▸ **Complete the following**
[A] State whether each of the following statements agrees with the text on patient autonomy and consent. Answer yes or no for each, and quote the words of the text that decide it. (i) A doctor's finding it convenient to perform an additional operation because the patient was already under general anaesthetic was accepted as a valid defence. (ii) A doctor acting reasonably under normal circumstances is expected to play the role of an investigative agency. (iii) The Supreme Court has held that no law or state action can delay the discharge of a doctor's paramount duty.
[B] Carry on the text on patient autonomy and consent from the point where it stops.

▸ **Supplied text**
╭──

Right of Autonomy of the Patient
A medical practitioner in India must provide all the necessary information to the patient in a language that is understandable to him. “The question is whether in action for negligence/ battery for the performance of an unauthorized surgical procedure, the doctor can put forth as a defence the consent given for a particular operative procedure, as consent for any additional or further operative procedures performed in the interests of the patient. It was held that additional procedure could not be justified under the principle of necessity if there is no immediate threat or danger to the patient’s health or life and it would not have been unreasonable to postpone the operation to secure the patient’s consent. The fact that the doctor found it convenient to perform the additional operation without consent as the patient was already under general anaesthetic was held to be not a valid defence. It was held that the additional or further treatment which can be given (outside the procedure) should be confined to only such treatment as is necessary to meet the emergency, and as such needs to be carried out at once and before the patient is likely to be in a position to make a decision for himself,” says Dr Iyer.
Does the law protect doctors?
A doctor acting reasonably under normal circumstances is always protected, and he is never expected to play the role of an investigative agency.
Emergency and Consent
The Supreme court has emphasized further that every doctor, whether at a Government hospital or otherwise has the professional obligation to extend his services with due expertise for protecting life. No law or state action can intervene to avoid or delay the discharge of the paramount duty cast upon members of the medical profession. The responsibility of a doctor is total and absolute.
Dr Lalit Kapoor, a medico-legal expert points out that informed consent is a potential minefield as far as medico-legal liability is concerned, is patient consent for undertaking treatment.

╰──

▸ **Source information**
╭──

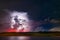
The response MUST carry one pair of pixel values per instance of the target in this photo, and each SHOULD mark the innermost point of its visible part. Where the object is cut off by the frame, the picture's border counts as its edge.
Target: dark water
(28, 38)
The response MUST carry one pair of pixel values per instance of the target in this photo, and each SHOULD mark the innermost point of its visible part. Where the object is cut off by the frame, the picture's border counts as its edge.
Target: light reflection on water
(28, 38)
(19, 38)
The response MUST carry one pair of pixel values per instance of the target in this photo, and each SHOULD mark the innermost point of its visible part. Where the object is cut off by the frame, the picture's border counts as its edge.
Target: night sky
(37, 9)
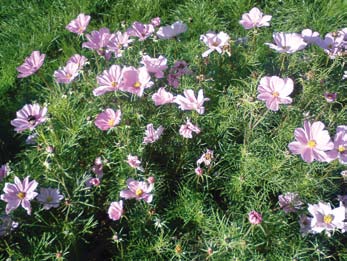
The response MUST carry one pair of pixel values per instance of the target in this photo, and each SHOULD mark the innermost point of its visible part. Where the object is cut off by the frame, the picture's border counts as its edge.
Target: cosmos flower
(254, 19)
(79, 25)
(19, 193)
(187, 129)
(171, 31)
(115, 211)
(275, 91)
(109, 81)
(138, 190)
(31, 64)
(29, 117)
(190, 102)
(215, 42)
(108, 119)
(312, 142)
(254, 217)
(136, 80)
(289, 202)
(151, 134)
(49, 197)
(340, 145)
(162, 97)
(287, 42)
(155, 65)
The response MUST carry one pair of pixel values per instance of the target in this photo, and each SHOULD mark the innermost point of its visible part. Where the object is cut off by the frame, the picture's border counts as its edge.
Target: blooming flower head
(19, 193)
(330, 97)
(142, 31)
(254, 217)
(80, 60)
(287, 42)
(109, 81)
(171, 31)
(326, 218)
(275, 91)
(136, 80)
(151, 134)
(115, 211)
(312, 142)
(49, 197)
(310, 36)
(155, 65)
(190, 102)
(4, 170)
(289, 202)
(138, 190)
(108, 119)
(254, 19)
(79, 25)
(31, 64)
(340, 145)
(206, 158)
(67, 74)
(215, 42)
(29, 117)
(187, 129)
(162, 97)
(134, 162)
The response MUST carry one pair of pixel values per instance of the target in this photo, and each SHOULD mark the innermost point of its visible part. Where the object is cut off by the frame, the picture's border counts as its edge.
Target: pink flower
(109, 80)
(4, 170)
(190, 102)
(134, 162)
(171, 31)
(80, 60)
(206, 158)
(187, 129)
(31, 64)
(108, 119)
(29, 117)
(115, 211)
(289, 202)
(136, 80)
(325, 218)
(312, 142)
(330, 97)
(287, 42)
(79, 25)
(255, 18)
(254, 217)
(215, 42)
(162, 97)
(19, 193)
(340, 145)
(155, 65)
(138, 190)
(309, 36)
(155, 21)
(151, 134)
(49, 197)
(142, 31)
(67, 74)
(274, 91)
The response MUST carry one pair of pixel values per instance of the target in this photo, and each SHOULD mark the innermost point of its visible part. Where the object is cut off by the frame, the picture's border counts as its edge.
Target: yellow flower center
(139, 192)
(341, 149)
(275, 94)
(311, 143)
(328, 219)
(111, 122)
(137, 84)
(21, 195)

╰──

▸ **Results by task**
[A]
(i) No: "The fact that the doctor found it convenient to perform the additional operation without consent as the patient was already under general anaesthetic was held to be not a valid defence."
(ii) No: "he is never expected to play the role of an investigative agency."
(iii) Yes: "No law or state action can intervene to avoid or delay the discharge of the paramount duty cast upon members of the medical profession."

[B]
“By now, all of us are aware of the importance of taking consent. Administering treatment in the absence of consent can be construed as negligence per se and even worse, could attract the criminal charge of assault and battery. Lack of consent can amount to a moral, civil and criminal wrong. It is, therefore, vital to ensure valid, informed consent before accepting the responsibility to treat a patient. Lately, consumer courts have magnified the issue of informed consent, and if there is no evidence of negligence; otherwise, lack of informed consent is cited as the offence. Hence, the great importance of understanding the concept of legally valid consent.
Ingredients of informed consent -Make sure the patient understands the nature of his condition, the alternative treatments or procedures, nature of the proposed treatment, risks of proposed or alternative methods and the chances of success or failure of the treatment.
Mere signature on a pre-printed consent form is not adequate. It should be recorded explicitly that a discussion took place, and patient/relatives have explained the contents.
Consent should be ‘procedure specific’. Courts fault blanket consents.
The written permission should preferably be in a language which the patient/relatives can understand.
Refusal of consent or denied consent should be recorded, signed and witnessed.
Quite recently in a Delhi hospital, the procedure of inserting a central venous line resulted in injury to the jugular vein following which patient was shifted to a higher centre for emergency treatment. A complaint before the National Consumer Forum ended up with compensation of Rs 7 lakhs being awarded to the patient. The court averred that a specific, informed consent ought to have been taken for the procedure which was invasive in nature and had the potential of causing severe complications,” he concludes.